Some opponents of certain domestic terrorism laws, including a federal law to criminalize domestic terrorism, cite First Amendment and free-speech concerns. Others say a new constellation of laws is needed to address a growing problem.
The Contra Costa district attorney’s office would not comment on the pending litigation. But the bill has the support of county DA Diana Becton, who helped write it.
Though Mahan suspected the felony criminal threats charge levied against Farca would prove unwieldy to prosecute, the case is bolstered by two weapons charges, both more serious than the threats charge.
According to police, a search of Farca’s Concord home at the time of his arrest turned up an assault-style rifle that was illegally assembled (in addition to 13 high-capacity magazines, paper targets, a sword, camouflage clothing and what Mahan described as a “tremendous amount of anti-Jewish hate stuff,” including pro-Nazi and “pro-concentration camp” materials).
One can define terrorism in many different ways. I believe threats of this nature are terrorism.
Farca’s attorney, Joseph Tully, has said his client is autistic and that he did not mean for his threats to be taken seriously. Autism is not known to increase violent behavior.

══════

TASK SET:
1: Answer these questions from the domestic terrorism excerpt:
(a) Which county DA helped write the bill?
(b) How many high-capacity magazines did the police search turn up?
(c) Who is Farca's attorney?
2: Please write out the domestic terrorism excerpt from "The Contra Costa" up to and including "the threats charge.".
3: Continue the domestic terrorism excerpt from the point where it stops.

Collected data:
══════

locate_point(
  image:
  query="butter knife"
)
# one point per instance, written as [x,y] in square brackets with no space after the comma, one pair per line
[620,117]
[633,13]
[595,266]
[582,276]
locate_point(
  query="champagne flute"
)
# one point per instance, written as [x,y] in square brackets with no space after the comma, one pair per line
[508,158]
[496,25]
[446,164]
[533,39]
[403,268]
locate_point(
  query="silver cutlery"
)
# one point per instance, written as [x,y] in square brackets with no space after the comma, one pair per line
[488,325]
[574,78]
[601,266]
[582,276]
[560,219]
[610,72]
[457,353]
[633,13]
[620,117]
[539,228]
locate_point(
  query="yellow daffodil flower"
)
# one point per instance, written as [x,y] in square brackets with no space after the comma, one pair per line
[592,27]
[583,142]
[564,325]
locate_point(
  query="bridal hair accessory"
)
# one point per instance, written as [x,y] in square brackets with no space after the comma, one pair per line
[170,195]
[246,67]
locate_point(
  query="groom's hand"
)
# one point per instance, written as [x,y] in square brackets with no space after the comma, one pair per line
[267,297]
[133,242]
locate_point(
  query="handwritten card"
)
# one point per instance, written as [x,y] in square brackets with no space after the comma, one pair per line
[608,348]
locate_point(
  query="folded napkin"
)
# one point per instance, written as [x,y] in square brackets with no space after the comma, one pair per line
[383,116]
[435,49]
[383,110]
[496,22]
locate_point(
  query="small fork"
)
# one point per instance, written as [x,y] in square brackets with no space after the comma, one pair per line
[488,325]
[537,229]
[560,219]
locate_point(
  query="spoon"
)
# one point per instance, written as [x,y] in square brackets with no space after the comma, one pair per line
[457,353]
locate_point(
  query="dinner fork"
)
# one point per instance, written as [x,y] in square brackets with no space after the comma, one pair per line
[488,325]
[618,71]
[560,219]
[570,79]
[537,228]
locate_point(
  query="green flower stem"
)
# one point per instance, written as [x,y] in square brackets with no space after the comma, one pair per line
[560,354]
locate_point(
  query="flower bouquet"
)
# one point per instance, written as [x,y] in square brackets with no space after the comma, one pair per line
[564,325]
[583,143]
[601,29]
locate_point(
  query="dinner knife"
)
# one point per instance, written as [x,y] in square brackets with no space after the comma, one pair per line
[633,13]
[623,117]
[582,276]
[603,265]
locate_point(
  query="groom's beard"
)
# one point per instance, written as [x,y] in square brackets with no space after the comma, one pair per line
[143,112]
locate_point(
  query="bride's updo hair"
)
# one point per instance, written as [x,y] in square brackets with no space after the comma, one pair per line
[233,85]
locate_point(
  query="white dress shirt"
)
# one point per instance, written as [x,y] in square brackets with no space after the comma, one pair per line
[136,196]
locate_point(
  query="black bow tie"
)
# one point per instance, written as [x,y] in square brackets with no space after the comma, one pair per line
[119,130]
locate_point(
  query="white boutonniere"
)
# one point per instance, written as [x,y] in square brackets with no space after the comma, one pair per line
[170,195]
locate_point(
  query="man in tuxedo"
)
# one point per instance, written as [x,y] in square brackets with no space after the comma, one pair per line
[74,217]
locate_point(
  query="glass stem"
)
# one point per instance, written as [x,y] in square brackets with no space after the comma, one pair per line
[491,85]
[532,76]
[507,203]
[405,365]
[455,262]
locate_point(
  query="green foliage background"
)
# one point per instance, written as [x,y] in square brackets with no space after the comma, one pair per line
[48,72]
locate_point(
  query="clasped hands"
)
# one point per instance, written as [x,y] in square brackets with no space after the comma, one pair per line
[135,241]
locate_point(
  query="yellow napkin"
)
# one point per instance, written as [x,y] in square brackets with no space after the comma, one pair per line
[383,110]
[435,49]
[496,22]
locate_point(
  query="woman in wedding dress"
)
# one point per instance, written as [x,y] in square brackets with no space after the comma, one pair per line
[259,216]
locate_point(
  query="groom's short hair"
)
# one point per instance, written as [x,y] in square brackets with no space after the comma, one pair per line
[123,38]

══════

ANSWERS TO THE EXERCISES:
1:
(a) Diana Becton
(b) 13
(c) Joseph Tully

2:
The Contra Costa district attorney’s office would not comment on the pending litigation. But the bill has the support of county DA Diana Becton, who helped write it.
Though Mahan suspected the felony criminal threats charge levied against Farca would prove unwieldy to prosecute, the case is bolstered by two weapons charges, both more serious than the threats charge.

3:
Of the illegal assault weapon felony, Mahan said, “that’s probably going to be the strongest charge. It’s a physical item that actually exists, that we found.”
Introduced Feb. 21, AB 2925 was co-authored by a half-dozen members of the California Legislative Jewish Caucus, including Marc Berman, whose district includes parts of the Peninsula and Silicon Valley. On March 5 it was referred to the Assembly’s Public Safety Committee. The bill is in its infancy and no votes have yet been taken or scheduled.
The bill proposes changing the hate crimes law from a misdemeanor into a “wobbler” — a crime that could be prosecuted either as a misdemeanor or a felony, depending on circumstances. If charged as a felony, the crime could be punishable by up to three years in jail, and could add $25,000 or more to the bail amount. If cash bail is eliminated in California (pending a voter referendum in seven months), a judge will consider the felony charge in determining whether the accused poses a threat to public safety, Bauer-Kahan said.
A supporter of eliminating cash bail, Bauer-Kahan said this about the Farca case: “If the only question was whether he posed an imminent danger, I think he would have been held.” Instead, bail was set at $125,000 and posted days after Farca’s arrest with the help of a bail bonds company.
Mahan believes a stronger hate crimes law in place would have given law enforcement an additional tool, which might have increased the bail amount. Then perhaps Farca would have remained in custody.
“Higher bail would have helped us,” Mahan said.
The new legislation is similar to an Assembly bill (AB 907) introduced last year that would have created a new prohibition against criminal threats targeting places of worship. That legislation earned unanimous support in the assembly but stalled in the state Senate.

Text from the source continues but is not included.